FRAGESTELLUNG:
Bis wann will Annegret Kramp-Karrenbauer laut dem Artikel zur CDU-Führungsfrage die Führungsfragen in der CDU endgültig klären?

Noch-CDU-Chefin Kramp-Karrenbauers Zeitplan wankt

Berlin · Die Noch-CDU-Vorsitzende will bis Dezember die Führungsfragen in der Union klären. Vor allem die CSU fordert, dass das schneller gehen muss.

 CDU-Chefin Annegret Kramp-Karrenbauer will die Suche nach ihrem Nachfolger steuern.

CDU-Chefin Annegret Kramp-Karrenbauer will die Suche nach ihrem Nachfolger steuern.

Foto: dpa/Kay Nietfeld

Einer der wenigen, der am Dienstag noch auf dem Schiff von Annegret Kramp-Karrenbauer segelte, war Unions-Parlamentsgeschäftsführer Michael Grosse-Brömer (CDU). „Ich bin überzeugt, dass wir einen guten Prozess hinbekommen“, verteidigte er den Zeitplan der Noch-Vorsitzenden. Zehn Monate, also bis zum Parteitag im Dezember, will sich AKK Zeit nehmen, um die Führungsfragen in der CDU endgültig zu klären. Dass es so kommen wird, ist unwahrscheinlich.

Denn die Schwesterpartei grätschte gestern mit voller Wucht dazwischen. „Wir brauchen Klarheit“, forderte CSU-Landesgruppenchef Alexander Dobrindt. „Das muss schneller gehen.“ Seine Aufforderung bezog er auf die Benennung des gemeinsamen Kanzlerkandidaten der Unionsparteien und des künftigen CDU-Vorsitzenden. Nach dem Willen von AKK sollen beide Aufgaben wieder in einer Hand liegen – was zwangsläufig zu einem Kuriosum führen könnte: Da ohne Zustimmung der CSU niemand Kanzlerkandidat wird, bestimmen die Bayern auch gleich den nächsten CDU-Chef mit. Wenn es bei der Vorgabe von AKK bleibt.

Kramp-Karrenbauers Zeitplan sei keiner „mit einer Chance auf Umsetzung“, erklärte Dobrindt weiter. Er sprach von einer „idealisierten Vorstellung“, sich so viele Monate für die Lösung von Personalfragen lassen zu können. Das sei „abwegig“. Dadurch setze man sich permanenten Personalspekulationen aus und mache sich angreifbar für Häme des politischen Gegners. Auch sprach sich der Landesgruppenchef gegen weitere „Casting-Shows“ und „ausgiebige Schönheitswettbewerbe“ aus. Gemeint war das Verfahren, welches die CDU nach dem Rücktritt von Angela Merkel vom Parteivorsitz gewählt hatte, um ihren Nachfolger zu bestimmen. Damals gab es einen Wettbewerb mit drei Aspiranten, mehrere Regionalkonferenzen, am Ende eine Kampfabstimmung auf einem Parteitag. Die Parteigremien könnten die Entscheidungen ebenso gut treffen, betonte Dobrindt.

MATERIAL:
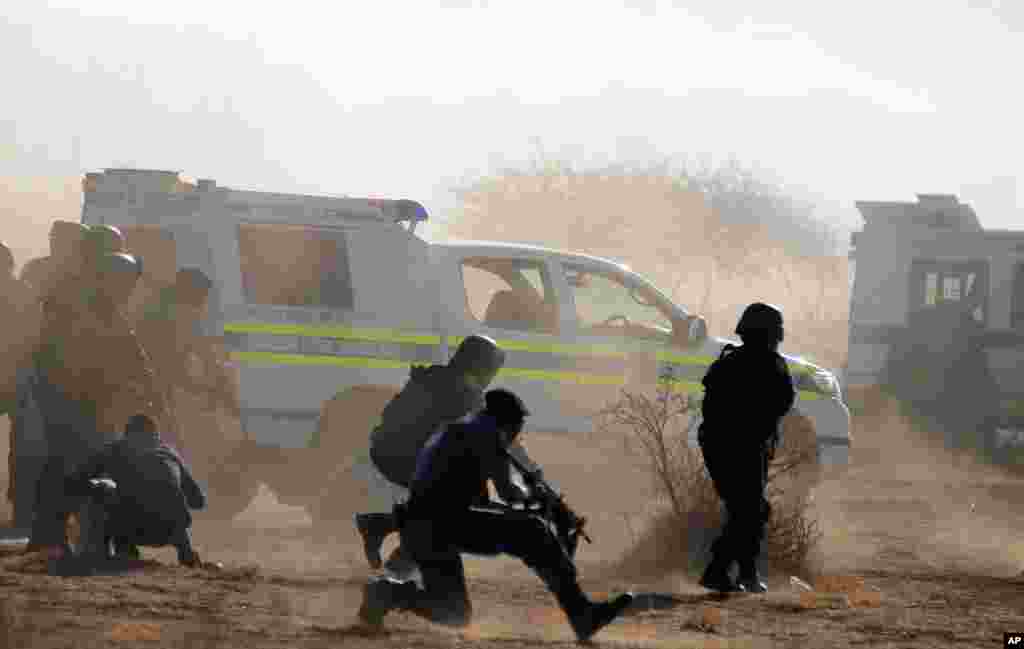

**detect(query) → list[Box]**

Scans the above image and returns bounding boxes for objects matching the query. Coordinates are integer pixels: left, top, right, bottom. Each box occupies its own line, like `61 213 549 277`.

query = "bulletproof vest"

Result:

VOLLSTÄNDIGE ANTWORT:
Bis zum Parteitag im Dezember, also innerhalb von zehn Monaten.